**Stated problem**. Swap "find_objects" for "detect_objects" everywhere in the records below and reproduce them with nothing else altered.

-- begin Supplied data --

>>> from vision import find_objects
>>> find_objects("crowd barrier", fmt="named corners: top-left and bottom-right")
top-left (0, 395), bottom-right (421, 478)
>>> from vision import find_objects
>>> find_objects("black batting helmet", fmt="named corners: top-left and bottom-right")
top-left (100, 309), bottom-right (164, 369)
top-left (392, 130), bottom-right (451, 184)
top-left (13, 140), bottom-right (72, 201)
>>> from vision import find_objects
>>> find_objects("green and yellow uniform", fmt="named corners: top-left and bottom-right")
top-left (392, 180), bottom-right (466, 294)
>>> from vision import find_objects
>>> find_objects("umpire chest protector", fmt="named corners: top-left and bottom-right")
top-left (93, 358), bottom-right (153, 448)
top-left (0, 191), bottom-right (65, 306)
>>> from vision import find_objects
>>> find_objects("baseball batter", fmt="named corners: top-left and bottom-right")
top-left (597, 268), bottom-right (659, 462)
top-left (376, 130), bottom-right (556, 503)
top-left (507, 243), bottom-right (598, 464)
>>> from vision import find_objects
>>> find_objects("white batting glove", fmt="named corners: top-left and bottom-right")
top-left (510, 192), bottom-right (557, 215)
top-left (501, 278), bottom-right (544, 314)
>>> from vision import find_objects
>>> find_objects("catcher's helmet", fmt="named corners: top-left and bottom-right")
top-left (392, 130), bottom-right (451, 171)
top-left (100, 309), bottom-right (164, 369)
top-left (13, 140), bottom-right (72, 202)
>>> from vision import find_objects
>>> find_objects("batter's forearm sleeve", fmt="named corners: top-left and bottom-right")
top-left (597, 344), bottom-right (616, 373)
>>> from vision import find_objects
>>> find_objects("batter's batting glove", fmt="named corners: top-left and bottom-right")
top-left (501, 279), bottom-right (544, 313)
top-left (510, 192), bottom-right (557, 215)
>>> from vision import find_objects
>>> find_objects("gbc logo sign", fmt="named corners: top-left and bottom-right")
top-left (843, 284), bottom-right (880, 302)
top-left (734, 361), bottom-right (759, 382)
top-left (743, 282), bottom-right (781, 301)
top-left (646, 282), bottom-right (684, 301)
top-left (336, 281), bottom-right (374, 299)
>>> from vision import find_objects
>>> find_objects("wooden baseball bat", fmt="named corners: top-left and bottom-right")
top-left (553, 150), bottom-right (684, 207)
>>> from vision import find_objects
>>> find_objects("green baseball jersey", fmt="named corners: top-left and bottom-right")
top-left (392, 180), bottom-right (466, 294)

-- end Supplied data --

**Correct answer**.
>>> from vision import detect_objects
>>> detect_objects("crowd barrier", fmt="named corners: top-left and bottom-right")
top-left (0, 395), bottom-right (421, 478)
>>> from vision import detect_objects
>>> detect_objects("black batting helmet", fmt="named corners: top-left and bottom-right")
top-left (100, 309), bottom-right (164, 369)
top-left (392, 130), bottom-right (451, 184)
top-left (13, 140), bottom-right (72, 201)
>>> from vision import detect_objects
>>> detect_objects("green and yellow uniform", fmt="named corners: top-left and bottom-right")
top-left (392, 180), bottom-right (466, 294)
>>> from vision import detect_objects
>>> detect_objects("umpire chest protector", fmt="named corners: top-left and bottom-right")
top-left (93, 358), bottom-right (153, 448)
top-left (0, 191), bottom-right (65, 306)
>>> from vision import detect_objects
>>> detect_objects("baseball batter", fmt="named corners: top-left and bottom-right")
top-left (597, 268), bottom-right (659, 462)
top-left (376, 130), bottom-right (556, 503)
top-left (507, 243), bottom-right (598, 464)
>>> from vision import detect_objects
>>> detect_objects("white batting glove", fmt="named corners: top-left and bottom-right")
top-left (510, 192), bottom-right (557, 215)
top-left (501, 278), bottom-right (544, 314)
>>> from vision import detect_objects
>>> detect_objects("catcher's helmet", fmt="named corners: top-left and bottom-right")
top-left (392, 130), bottom-right (451, 171)
top-left (100, 309), bottom-right (164, 369)
top-left (13, 140), bottom-right (72, 202)
>>> from vision import detect_objects
>>> detect_objects("batter's forearm sleeve", fmt="named corners: top-left and bottom-right")
top-left (597, 344), bottom-right (616, 373)
>>> from vision import detect_objects
>>> detect_objects("batter's batting glove", fmt="named corners: top-left and bottom-right")
top-left (501, 279), bottom-right (544, 313)
top-left (510, 192), bottom-right (557, 215)
>>> from vision import detect_objects
>>> detect_objects("gbc logo sign", fmt="named corners: top-left and bottom-right")
top-left (843, 284), bottom-right (880, 302)
top-left (734, 361), bottom-right (759, 382)
top-left (743, 282), bottom-right (781, 301)
top-left (646, 282), bottom-right (684, 301)
top-left (336, 281), bottom-right (374, 299)
>>> from vision import detect_objects
>>> detect_objects("wooden baseball bat", fmt="named corners: top-left and bottom-right")
top-left (553, 150), bottom-right (684, 207)
>>> from vision import detect_objects
>>> detect_objects("green baseball jersey", fmt="named corners: top-left and bottom-right")
top-left (392, 180), bottom-right (466, 294)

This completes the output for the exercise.